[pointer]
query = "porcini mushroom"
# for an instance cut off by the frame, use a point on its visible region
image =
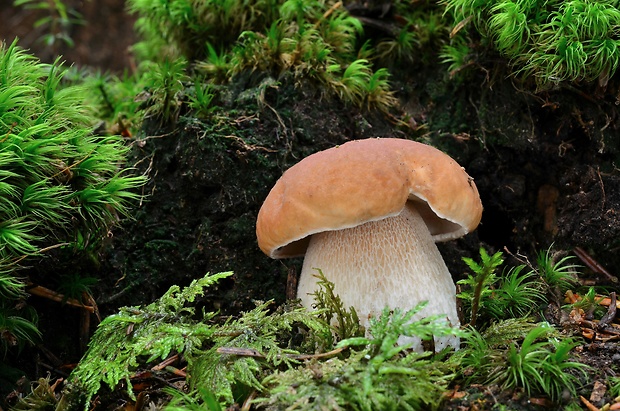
(368, 214)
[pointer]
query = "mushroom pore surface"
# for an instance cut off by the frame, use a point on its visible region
(392, 262)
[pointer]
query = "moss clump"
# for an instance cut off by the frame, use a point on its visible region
(62, 185)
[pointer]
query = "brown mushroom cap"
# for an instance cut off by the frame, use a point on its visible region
(362, 181)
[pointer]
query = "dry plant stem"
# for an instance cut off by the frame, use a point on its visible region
(247, 404)
(54, 296)
(588, 404)
(248, 352)
(593, 264)
(168, 361)
(610, 315)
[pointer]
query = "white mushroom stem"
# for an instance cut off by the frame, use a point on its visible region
(392, 262)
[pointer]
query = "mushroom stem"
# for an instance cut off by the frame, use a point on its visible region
(391, 262)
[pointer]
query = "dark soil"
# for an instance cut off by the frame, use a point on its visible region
(545, 166)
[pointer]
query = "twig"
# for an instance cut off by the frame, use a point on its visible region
(168, 361)
(247, 404)
(610, 315)
(54, 296)
(588, 404)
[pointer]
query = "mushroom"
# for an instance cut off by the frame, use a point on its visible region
(367, 214)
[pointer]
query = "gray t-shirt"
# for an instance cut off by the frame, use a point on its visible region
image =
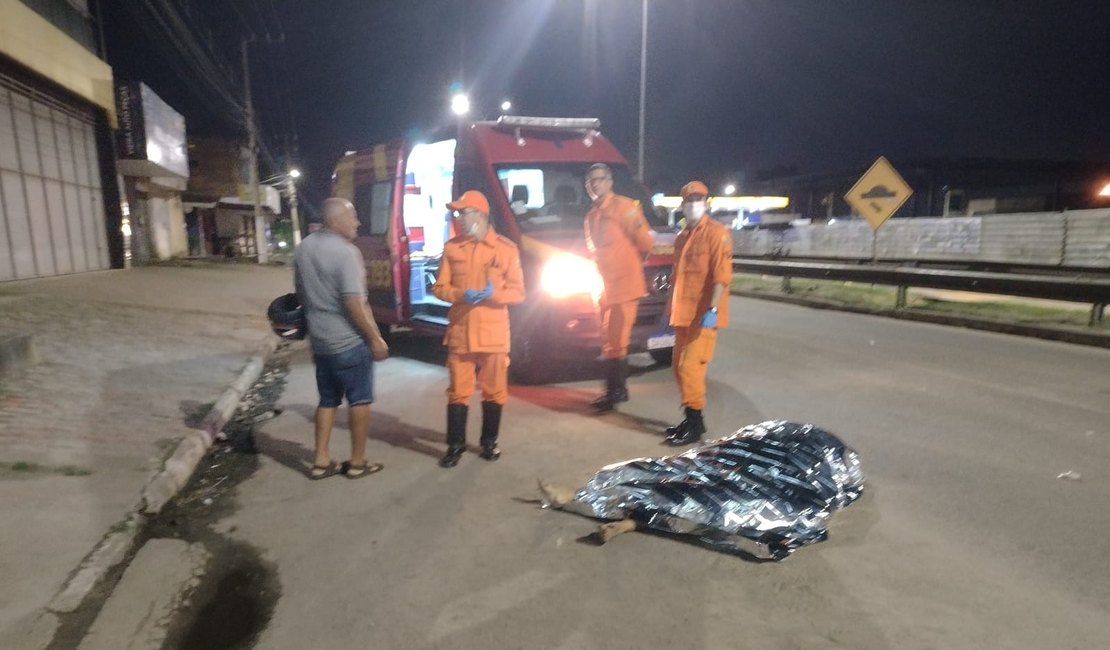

Written task
Pull out each line of the material above that contains the string "mushroom".

The result
query = "porcini mushroom"
query = "mushroom pore surface"
query = "brown mushroom cap"
query = "white mushroom stem"
query = "mushroom stem"
query = "mushroom"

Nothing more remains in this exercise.